>> BEGIN

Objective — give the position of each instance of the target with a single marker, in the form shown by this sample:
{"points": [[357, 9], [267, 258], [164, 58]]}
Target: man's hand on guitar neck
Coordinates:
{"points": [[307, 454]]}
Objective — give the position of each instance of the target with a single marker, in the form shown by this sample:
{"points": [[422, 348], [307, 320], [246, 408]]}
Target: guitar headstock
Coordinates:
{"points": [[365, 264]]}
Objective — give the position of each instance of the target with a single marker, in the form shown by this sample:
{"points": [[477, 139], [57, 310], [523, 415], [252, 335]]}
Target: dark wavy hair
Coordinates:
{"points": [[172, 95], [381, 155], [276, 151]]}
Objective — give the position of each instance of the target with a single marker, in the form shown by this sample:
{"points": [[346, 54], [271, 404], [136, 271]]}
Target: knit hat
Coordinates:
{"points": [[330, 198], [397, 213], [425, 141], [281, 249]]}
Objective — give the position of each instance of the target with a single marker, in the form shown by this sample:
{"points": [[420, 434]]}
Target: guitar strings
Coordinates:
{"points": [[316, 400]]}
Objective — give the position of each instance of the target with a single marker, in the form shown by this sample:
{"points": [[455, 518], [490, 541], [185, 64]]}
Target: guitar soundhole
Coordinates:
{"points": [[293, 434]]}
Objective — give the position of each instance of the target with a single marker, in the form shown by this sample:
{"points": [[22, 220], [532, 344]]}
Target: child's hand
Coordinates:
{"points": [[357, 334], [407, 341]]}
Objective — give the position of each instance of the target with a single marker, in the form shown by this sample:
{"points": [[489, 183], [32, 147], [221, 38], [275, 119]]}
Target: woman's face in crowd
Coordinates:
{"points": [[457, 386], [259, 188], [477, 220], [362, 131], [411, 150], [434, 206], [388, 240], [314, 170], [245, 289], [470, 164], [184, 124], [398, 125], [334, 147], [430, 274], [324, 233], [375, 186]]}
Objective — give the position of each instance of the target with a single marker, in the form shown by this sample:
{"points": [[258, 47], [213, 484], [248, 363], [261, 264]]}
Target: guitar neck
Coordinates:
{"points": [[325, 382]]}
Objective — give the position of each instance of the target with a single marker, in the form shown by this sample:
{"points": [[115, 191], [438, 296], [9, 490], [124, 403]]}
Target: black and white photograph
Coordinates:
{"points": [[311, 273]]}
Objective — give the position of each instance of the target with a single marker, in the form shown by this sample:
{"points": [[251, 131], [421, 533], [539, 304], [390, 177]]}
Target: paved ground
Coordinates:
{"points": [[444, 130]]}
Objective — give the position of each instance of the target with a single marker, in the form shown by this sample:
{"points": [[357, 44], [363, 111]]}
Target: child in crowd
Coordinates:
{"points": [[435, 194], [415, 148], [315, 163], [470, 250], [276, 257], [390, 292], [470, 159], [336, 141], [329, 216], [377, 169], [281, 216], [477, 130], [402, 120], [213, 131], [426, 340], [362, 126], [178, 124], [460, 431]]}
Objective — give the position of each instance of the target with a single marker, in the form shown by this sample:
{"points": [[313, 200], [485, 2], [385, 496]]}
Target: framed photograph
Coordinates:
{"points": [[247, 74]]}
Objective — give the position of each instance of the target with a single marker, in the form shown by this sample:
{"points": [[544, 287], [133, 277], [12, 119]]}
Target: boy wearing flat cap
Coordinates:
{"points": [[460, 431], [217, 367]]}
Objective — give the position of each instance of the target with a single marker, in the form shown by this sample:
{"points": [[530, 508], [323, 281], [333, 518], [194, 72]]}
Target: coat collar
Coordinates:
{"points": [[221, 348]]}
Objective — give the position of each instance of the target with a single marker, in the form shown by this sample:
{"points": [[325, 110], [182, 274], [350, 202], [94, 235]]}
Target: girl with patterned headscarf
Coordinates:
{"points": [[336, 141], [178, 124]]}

>> END

What to work on: Show every line in the records that contains the word "hand". Only matches with the same capitalization count.

Written reply:
Target: man's hand on guitar neck
Target: child's hand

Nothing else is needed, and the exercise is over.